→ What is expected
Which of the lines below contain the string "tree"? Report each such line in full.

→ Record list
:::::
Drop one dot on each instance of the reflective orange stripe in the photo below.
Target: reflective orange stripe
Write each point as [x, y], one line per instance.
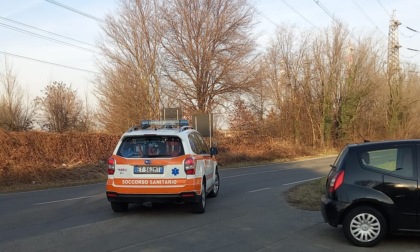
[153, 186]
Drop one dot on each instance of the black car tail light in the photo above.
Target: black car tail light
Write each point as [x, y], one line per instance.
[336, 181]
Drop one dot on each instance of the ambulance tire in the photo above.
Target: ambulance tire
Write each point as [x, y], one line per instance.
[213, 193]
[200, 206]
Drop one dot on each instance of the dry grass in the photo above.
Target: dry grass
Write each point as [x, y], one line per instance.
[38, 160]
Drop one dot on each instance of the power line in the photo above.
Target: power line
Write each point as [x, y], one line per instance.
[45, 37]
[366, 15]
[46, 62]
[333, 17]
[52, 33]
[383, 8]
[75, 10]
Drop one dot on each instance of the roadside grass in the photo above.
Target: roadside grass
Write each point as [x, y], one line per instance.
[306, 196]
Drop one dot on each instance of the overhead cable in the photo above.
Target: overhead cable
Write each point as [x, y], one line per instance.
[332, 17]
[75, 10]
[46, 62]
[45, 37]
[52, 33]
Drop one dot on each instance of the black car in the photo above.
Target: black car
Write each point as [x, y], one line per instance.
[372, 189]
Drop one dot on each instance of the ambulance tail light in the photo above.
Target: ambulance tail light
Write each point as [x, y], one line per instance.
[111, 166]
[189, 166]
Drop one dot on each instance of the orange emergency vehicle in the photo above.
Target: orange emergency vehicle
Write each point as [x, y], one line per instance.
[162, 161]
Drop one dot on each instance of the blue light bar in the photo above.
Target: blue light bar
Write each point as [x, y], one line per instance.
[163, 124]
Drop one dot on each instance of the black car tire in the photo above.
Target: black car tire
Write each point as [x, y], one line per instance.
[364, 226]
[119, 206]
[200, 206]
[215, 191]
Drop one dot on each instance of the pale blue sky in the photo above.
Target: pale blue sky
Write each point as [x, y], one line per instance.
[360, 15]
:::::
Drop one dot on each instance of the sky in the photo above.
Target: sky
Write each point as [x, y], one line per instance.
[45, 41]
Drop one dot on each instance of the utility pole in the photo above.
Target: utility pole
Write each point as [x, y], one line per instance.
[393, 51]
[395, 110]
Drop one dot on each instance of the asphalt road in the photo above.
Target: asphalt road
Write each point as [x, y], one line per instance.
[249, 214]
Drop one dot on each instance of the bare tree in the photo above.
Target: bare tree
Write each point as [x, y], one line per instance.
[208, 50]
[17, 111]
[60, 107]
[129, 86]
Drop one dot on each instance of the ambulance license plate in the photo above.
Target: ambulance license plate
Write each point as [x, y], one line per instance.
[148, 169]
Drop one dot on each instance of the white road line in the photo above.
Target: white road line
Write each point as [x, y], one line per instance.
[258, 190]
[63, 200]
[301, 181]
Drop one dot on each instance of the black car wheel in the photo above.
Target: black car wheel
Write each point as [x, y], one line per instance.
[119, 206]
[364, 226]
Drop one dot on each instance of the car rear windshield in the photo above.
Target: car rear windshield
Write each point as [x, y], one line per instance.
:::::
→ Answer to this exercise
Drop one dot on each instance of the bare tree in the photo above.
Target: bare tree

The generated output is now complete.